Text excerpt:
To achieve randomness, I used a “Random Movie Roulette” Letterboxd list of 7,596 movies curated by user Tobias Andersen. Using a random number generator, I navigated to the designated movie on the list, added it to a spreadsheet, then repeated the process until I reached 100 titles. The “Random Movie Roulette” list is extensive and random (especially to me, as a person who did not make it), but I had to pass on a few titles that did not have Rotten Tomatoes scores. Notable entries that did not make the cut include: The Gnome-Mobile, Hot Splash, Bloodfight, and The Dungeonmaster. Movies that did: Master and Commander: The Far Side of the World, Mad Max Beyond Thunderdome, The Private Lives of Pippa Lee, Chef, Titus, Dredd, and Daddy Longlegs.

[Disclaimer: Because I didn’t know the titles the random generator would spit out, I did want to ensure that there were at least two very long titles and two very short titles, each corresponding to different movie quality. I manually input Cats (bad) and Birdman or (The Unexpected Virtue of Ignorance) (good), as well as Amadeus (good) and A Kid in King Arthur’s Court (bad).]

Breaking things down

Titles alone are hard to quantify, so I broke them down further by the number of letters, words, and syllables — since there’s a clear difference between Cats and Amadeus — although I didn’t count parentheses, punctuation, and spaces as characters. I also counted numbers as one word. In the end, I would use each of these parameters (words, syllables, and letters) in separate graphs, but with the same analysis applied to each.

Making sense of the data

After gathering the data, I created simple scatter plots in Google Sheets. [Author’s note: To aspiring statisticians out there, Microsoft Excel is objectively better, but Google Sheets is free, baby.] Scatter plots are the bread and butter of statistical analysis. These dots make sense of all the data. Basically, scatter plots take lists of numbers and put them in visual form, allowing us to clearly see if there is any possible relationship between variables.

Written problem A: Repeat the passage of the movie-title text that begins at the words "[Disclaimer: Because I" and stops after "applied to each.".
The records that follow are unrelated to the movie-title text.

The input:
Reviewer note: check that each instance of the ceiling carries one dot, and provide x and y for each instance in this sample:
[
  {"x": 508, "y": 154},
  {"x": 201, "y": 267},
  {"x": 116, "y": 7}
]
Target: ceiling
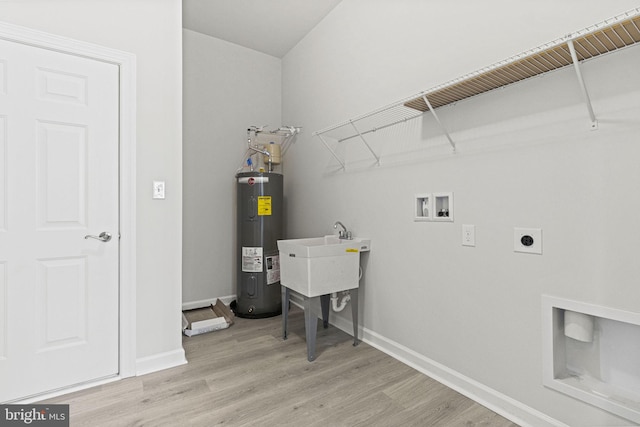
[{"x": 269, "y": 26}]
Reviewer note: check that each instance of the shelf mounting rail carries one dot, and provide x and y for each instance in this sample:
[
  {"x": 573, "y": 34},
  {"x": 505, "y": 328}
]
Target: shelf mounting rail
[{"x": 605, "y": 37}]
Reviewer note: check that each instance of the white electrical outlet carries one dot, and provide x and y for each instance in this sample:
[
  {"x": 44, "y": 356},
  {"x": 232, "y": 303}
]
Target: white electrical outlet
[
  {"x": 468, "y": 235},
  {"x": 527, "y": 240},
  {"x": 158, "y": 189}
]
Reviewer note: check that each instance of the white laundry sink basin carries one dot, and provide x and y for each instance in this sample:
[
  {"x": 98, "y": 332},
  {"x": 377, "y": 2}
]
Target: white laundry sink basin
[{"x": 321, "y": 265}]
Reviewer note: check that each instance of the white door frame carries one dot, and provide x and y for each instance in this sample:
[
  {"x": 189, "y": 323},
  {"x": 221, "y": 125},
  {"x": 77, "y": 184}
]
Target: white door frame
[{"x": 126, "y": 63}]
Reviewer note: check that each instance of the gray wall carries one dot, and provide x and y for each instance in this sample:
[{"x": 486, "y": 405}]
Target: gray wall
[
  {"x": 227, "y": 88},
  {"x": 151, "y": 29},
  {"x": 526, "y": 158}
]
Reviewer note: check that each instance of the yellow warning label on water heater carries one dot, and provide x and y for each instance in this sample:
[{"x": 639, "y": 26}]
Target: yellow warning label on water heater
[{"x": 264, "y": 205}]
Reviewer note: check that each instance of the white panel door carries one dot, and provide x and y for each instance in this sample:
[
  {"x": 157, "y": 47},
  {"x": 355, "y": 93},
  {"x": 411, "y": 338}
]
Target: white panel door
[{"x": 58, "y": 184}]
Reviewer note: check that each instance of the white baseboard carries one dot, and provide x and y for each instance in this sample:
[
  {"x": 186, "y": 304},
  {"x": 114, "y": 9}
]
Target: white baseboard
[
  {"x": 499, "y": 403},
  {"x": 207, "y": 302},
  {"x": 158, "y": 362}
]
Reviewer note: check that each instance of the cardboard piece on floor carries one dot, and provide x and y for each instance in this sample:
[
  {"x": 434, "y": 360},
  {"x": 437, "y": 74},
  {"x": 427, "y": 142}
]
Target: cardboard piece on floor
[{"x": 201, "y": 320}]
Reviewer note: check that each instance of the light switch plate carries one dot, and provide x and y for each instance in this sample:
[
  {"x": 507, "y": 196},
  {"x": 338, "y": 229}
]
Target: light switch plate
[
  {"x": 527, "y": 240},
  {"x": 468, "y": 235},
  {"x": 158, "y": 189}
]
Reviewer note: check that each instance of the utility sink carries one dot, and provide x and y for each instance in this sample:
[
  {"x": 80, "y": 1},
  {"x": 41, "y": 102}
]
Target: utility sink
[{"x": 321, "y": 265}]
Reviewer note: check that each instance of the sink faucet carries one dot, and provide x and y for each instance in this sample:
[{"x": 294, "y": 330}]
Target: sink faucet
[{"x": 342, "y": 234}]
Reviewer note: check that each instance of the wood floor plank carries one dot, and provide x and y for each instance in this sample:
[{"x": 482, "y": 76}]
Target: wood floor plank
[{"x": 247, "y": 375}]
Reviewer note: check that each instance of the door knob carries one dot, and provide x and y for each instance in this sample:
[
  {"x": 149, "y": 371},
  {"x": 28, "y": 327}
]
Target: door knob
[{"x": 103, "y": 237}]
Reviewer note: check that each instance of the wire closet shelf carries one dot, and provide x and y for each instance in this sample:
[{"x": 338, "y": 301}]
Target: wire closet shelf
[{"x": 608, "y": 36}]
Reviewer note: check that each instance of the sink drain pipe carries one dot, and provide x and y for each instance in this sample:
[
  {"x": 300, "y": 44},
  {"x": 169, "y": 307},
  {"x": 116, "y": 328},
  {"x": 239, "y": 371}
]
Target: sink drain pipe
[{"x": 338, "y": 304}]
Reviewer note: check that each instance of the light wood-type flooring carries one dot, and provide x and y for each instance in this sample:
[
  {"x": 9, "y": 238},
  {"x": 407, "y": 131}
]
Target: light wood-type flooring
[{"x": 247, "y": 375}]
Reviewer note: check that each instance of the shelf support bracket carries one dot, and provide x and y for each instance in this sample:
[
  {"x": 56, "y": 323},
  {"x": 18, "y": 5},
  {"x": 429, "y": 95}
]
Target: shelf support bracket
[
  {"x": 365, "y": 142},
  {"x": 332, "y": 151},
  {"x": 583, "y": 87},
  {"x": 435, "y": 116}
]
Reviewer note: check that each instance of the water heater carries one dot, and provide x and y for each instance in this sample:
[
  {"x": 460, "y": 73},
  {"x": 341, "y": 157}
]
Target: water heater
[{"x": 259, "y": 222}]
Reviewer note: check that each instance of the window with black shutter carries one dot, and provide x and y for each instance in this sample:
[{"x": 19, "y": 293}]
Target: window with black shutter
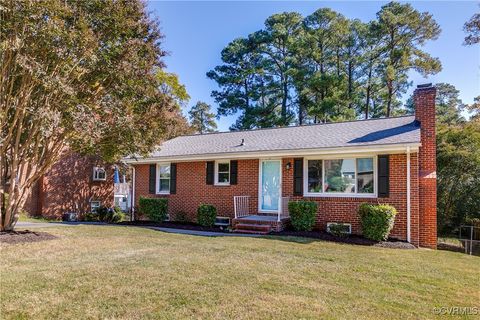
[
  {"x": 383, "y": 176},
  {"x": 151, "y": 179},
  {"x": 233, "y": 172},
  {"x": 298, "y": 176},
  {"x": 173, "y": 178},
  {"x": 210, "y": 172}
]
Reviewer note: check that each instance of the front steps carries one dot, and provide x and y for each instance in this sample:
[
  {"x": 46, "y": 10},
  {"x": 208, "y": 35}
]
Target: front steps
[{"x": 256, "y": 224}]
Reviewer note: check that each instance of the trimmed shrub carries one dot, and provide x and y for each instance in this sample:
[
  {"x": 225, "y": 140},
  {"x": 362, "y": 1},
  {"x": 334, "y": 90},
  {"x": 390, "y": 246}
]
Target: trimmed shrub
[
  {"x": 206, "y": 215},
  {"x": 338, "y": 229},
  {"x": 376, "y": 220},
  {"x": 302, "y": 214},
  {"x": 154, "y": 208},
  {"x": 181, "y": 216},
  {"x": 105, "y": 214},
  {"x": 116, "y": 215},
  {"x": 90, "y": 216}
]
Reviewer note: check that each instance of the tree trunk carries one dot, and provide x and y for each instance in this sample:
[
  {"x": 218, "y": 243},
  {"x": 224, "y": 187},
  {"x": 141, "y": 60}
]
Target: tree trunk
[
  {"x": 389, "y": 99},
  {"x": 350, "y": 84},
  {"x": 284, "y": 103},
  {"x": 369, "y": 87}
]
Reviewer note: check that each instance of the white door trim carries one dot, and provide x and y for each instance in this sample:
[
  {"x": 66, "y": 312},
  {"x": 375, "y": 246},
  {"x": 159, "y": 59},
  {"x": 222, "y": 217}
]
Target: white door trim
[{"x": 260, "y": 210}]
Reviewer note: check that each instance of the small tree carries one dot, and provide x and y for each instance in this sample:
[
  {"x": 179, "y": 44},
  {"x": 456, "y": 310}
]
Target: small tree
[{"x": 202, "y": 119}]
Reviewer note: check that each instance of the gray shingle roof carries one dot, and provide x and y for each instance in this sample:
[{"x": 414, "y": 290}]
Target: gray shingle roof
[{"x": 400, "y": 130}]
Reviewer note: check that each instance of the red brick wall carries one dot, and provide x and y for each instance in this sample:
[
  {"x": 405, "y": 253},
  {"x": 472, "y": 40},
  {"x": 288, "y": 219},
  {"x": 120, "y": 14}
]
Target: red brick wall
[
  {"x": 68, "y": 186},
  {"x": 192, "y": 190},
  {"x": 344, "y": 209},
  {"x": 424, "y": 99}
]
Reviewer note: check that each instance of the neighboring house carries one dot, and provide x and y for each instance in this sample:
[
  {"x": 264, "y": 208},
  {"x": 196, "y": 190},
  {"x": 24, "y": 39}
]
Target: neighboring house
[
  {"x": 250, "y": 176},
  {"x": 76, "y": 183}
]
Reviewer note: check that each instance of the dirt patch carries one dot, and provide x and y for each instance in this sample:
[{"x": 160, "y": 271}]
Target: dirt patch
[
  {"x": 24, "y": 236},
  {"x": 175, "y": 225},
  {"x": 351, "y": 239}
]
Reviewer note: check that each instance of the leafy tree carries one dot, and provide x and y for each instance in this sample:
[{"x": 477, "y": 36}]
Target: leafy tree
[
  {"x": 202, "y": 119},
  {"x": 472, "y": 29},
  {"x": 458, "y": 160},
  {"x": 78, "y": 75},
  {"x": 402, "y": 31}
]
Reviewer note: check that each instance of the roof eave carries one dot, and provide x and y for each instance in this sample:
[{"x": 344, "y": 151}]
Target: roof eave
[{"x": 377, "y": 148}]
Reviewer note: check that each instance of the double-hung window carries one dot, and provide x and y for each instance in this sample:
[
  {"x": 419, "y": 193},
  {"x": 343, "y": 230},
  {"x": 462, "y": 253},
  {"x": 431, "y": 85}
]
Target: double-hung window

Written problem B: Show each line of the records that contains the string "with", treating uppercase and lowercase as different.

Result A:
[Disclaimer: Because I didn’t know the titles the random generator would spit out, I did want to ensure that there were at least two very long titles and two very short titles, each corresponding to different movie quality. I manually input Cats (bad) and Birdman or (The Unexpected Virtue of Ignorance) (good), as well as Amadeus (good) and A Kid in King Arthur’s Court (bad).]

Breaking things down

Titles alone are hard to quantify, so I broke them down further by the number of letters, words, and syllables — since there’s a clear difference between Cats and Amadeus — although I didn’t count parentheses, punctuation, and spaces as characters. I also counted numbers as one word. In the end, I would use each of these parameters (words, syllables, and letters) in separate graphs, but with the same analysis applied to each.

Result B:
Reviewer note: check that each instance of the window with black shutter carries one dot, and provide x and y for each instance in this sample:
Target: window with black shutter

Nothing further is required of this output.